**Page excerpt**
Physician Employment Contract Review
Dolley Law, LLC regularly provides employment contract review services for doctors and other health care professionals. Physicians are often presented with an employment agreement to sign following completion of residency or when offered a new position or role with a health care organization or venture.
In reviewing any proposed employment agreement, we take the time to listen to your goals, needs, and plans so that we know what terms of the agreement you should think about most and where you should focus your request(s) for modifications. While contracts cannot account for every possible contingency, our consultations are comprehensive and the feedback and guidance we provide is detailed and tailored to your situation.
Establishing an appropriate contract with a new employer is undoubtedly important. Physicians must understand the provisions of any proposed employment agreement and whether changes should be requested to ensure that the contract terms are reasonable and fair to the physician. A particular contract may not provide all the protections that a physician should reasonably expect as standard within the health care field, such as ensuring appropriate tail coverage following the end of the employment relationship and having robust and clear terms regarding the rights and obligations of the parties in relation to the termination of the employment relationship. Proposed employment agreements for physicians will often not only have several exhibits, addenda, or schedules attached to them, but also will incorporate by reference many other employment policies, benefits plans, and other documents that are not attached to them as rules that may limit or qualify the parties’ respective rights and duties under the employment agreement itself.
One of the most important provisions of any physician employment agreements is the term describing when, how and why either party may terminate the contract. The reality is that there is always a possibility that there may be a need to end an employment relationship prior to the end of the agreement. This may be because the employment relationship may not be a good fit, there are substantial disagreements about a workplace matter, or personal circumstances change. We understand life happens and the future is often, if not always, unpredictable. Nonetheless, it is critical for all physicians considering an employment agreement to thoroughly think through the termination provision in relation to their personal circumstances. Often these contracts will spell out, to some extent, when they can be terminated “with cause” or “for cause,” as opposed to “without cause,” and what the different rights and obligations of the parties are in each situation. But physician employment agreements vary greatly in terms of the level of specificity used in detailing what constitutes “cause” and what does not. A lack of detail in these provisions may lead to avoidable and costly disputes over their meaning. It is critical to minimize that risk (and others).

**Extracted records**
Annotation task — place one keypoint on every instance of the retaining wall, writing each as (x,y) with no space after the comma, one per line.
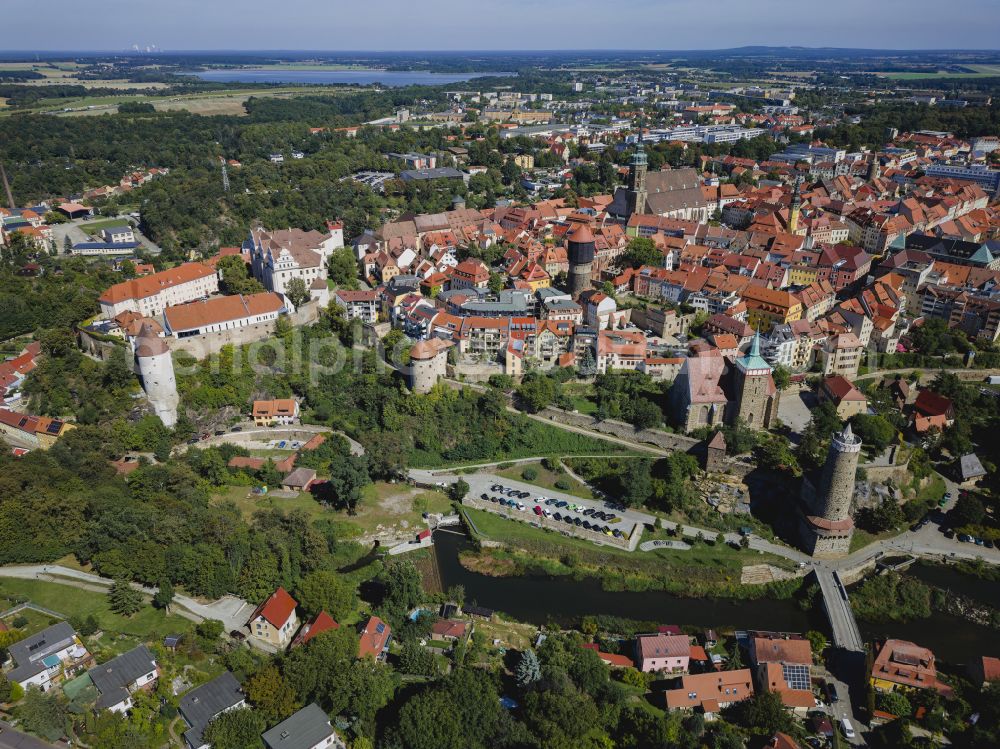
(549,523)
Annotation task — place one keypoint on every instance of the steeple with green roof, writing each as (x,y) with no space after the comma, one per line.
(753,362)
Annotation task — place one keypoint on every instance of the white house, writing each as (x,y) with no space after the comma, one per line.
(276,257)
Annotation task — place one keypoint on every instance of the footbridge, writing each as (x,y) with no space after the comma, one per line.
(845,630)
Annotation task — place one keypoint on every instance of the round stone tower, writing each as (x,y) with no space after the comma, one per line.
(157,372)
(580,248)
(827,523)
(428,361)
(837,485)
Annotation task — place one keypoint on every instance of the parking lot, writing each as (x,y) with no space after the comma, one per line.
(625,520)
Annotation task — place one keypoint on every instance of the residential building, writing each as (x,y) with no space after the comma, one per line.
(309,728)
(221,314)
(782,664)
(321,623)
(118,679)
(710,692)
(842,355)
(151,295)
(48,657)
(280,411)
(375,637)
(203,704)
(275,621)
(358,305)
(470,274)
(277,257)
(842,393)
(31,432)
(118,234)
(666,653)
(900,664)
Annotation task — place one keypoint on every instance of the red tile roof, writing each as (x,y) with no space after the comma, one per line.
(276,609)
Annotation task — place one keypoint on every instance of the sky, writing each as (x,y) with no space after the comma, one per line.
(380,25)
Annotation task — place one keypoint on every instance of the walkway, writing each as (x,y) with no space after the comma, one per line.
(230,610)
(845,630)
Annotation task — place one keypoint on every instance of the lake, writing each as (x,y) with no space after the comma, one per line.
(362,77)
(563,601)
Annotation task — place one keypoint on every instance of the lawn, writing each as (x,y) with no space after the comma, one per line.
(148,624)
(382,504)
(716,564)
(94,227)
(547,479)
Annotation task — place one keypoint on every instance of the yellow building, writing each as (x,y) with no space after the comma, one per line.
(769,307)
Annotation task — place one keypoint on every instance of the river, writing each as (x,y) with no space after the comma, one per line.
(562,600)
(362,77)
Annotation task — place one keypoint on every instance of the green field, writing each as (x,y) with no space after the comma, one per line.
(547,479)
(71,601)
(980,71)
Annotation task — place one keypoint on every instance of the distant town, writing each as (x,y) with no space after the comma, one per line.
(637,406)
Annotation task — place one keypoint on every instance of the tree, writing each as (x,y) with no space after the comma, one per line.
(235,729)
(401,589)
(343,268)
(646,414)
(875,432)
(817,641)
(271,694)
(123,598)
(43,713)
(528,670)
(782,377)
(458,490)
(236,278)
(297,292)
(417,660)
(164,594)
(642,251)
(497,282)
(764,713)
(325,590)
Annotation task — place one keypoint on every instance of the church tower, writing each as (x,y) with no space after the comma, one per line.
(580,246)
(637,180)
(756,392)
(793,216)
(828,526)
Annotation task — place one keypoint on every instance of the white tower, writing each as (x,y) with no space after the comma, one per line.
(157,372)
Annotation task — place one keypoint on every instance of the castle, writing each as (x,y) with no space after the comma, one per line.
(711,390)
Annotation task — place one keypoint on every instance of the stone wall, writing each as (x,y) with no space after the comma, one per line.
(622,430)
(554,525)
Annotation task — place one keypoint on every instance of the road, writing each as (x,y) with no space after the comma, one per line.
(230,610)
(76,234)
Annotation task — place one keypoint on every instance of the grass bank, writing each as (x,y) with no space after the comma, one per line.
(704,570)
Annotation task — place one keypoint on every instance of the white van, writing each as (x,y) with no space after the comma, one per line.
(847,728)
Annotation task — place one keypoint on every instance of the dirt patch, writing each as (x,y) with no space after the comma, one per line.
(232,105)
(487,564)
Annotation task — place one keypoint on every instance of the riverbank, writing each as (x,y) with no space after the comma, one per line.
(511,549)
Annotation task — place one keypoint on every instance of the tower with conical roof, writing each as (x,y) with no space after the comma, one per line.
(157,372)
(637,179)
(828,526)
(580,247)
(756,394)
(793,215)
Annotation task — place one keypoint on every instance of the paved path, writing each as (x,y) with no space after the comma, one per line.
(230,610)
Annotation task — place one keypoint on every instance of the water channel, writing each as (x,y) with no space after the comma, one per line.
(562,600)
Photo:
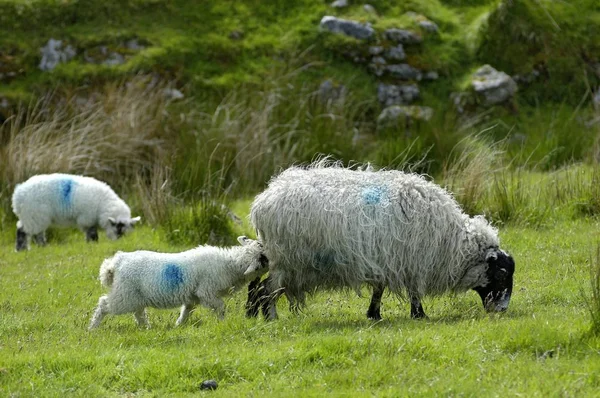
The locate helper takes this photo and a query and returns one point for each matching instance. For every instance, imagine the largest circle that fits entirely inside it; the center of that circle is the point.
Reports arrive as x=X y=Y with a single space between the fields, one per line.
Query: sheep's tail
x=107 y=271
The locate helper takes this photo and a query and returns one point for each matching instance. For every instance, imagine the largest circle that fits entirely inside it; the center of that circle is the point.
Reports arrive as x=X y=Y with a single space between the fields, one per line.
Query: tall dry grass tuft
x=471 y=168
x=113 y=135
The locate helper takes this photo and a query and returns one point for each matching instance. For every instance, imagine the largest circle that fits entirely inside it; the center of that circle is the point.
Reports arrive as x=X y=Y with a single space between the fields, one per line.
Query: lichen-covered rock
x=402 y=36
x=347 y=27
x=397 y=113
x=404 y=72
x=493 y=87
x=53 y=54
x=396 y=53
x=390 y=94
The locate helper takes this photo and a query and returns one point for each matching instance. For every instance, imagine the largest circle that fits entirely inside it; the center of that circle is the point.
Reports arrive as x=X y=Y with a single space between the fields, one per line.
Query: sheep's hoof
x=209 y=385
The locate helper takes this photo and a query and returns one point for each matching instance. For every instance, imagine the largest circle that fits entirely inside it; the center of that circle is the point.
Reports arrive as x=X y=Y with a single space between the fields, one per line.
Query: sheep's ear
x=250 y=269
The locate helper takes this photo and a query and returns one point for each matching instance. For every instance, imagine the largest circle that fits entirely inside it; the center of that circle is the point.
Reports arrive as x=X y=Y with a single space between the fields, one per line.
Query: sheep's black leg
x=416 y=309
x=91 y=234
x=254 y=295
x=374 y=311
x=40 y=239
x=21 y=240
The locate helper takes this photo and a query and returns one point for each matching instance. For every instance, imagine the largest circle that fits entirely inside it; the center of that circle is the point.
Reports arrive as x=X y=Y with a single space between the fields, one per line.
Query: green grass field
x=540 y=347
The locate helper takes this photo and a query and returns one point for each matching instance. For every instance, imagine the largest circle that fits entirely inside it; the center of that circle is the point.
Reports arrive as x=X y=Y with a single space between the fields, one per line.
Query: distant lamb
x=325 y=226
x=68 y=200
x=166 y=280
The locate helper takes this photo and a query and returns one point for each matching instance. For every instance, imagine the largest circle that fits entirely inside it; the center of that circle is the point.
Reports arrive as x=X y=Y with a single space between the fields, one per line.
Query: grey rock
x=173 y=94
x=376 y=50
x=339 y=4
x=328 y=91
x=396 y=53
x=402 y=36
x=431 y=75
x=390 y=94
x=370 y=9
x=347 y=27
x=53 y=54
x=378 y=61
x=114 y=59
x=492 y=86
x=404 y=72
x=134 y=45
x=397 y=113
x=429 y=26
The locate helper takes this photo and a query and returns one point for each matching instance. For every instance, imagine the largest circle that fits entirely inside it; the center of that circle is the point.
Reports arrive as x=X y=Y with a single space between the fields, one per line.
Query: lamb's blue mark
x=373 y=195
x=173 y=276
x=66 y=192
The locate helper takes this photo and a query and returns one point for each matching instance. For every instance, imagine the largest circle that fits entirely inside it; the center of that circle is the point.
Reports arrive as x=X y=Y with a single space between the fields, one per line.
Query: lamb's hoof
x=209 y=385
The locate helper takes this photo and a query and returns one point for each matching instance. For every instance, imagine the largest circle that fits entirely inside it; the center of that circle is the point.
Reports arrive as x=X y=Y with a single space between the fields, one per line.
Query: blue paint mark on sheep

**Aim of the exercise**
Continue the physician employment contract review text from the point at which it stops.

**Task result**
Physician employment agreements have many other significant provisions that will impact a physician’s rights, obligations and potential liabilities, even after his or her employment ends, such as post-employment restrictive covenants (e.g., non-competition agreements, non-solicitation agreements, etc.), severance terms, notice provisions, insurance coverage, continuing education, and a wide variety of compensation-related terms (including but not limited to terms and conditions related to base salary, bonuses, and other incentive programs or benefits plans for which you may be eligible).
Having reviewed hundreds, if not thousands, of physician employment agreements, the attorneys at our Firm know where to look and what to propose to make employment agreements fairer to physicians. We understand the devil is in the details and will assist you in making specific, deliberate edits to such termination terms in order to make sure that your best interests as a professional are protected to the greatest extent practicable. Whether it is an issue of how the working relationship is classified (e.g., W-2 or 1099), the nature and scope of hospital privileges, or the circumstances under which a physician may moonlight, we know what is reasonable and fair in the current marketplace. Our extensive experience representing physicians and other licensed health care professionals gives us key insight into how to edit or re-structure a contract in order to protect your interests in the event a dispute arises. With this knowledge, we can help you navigate and negotiate any physician employment agreement, regardless of its length or complexity.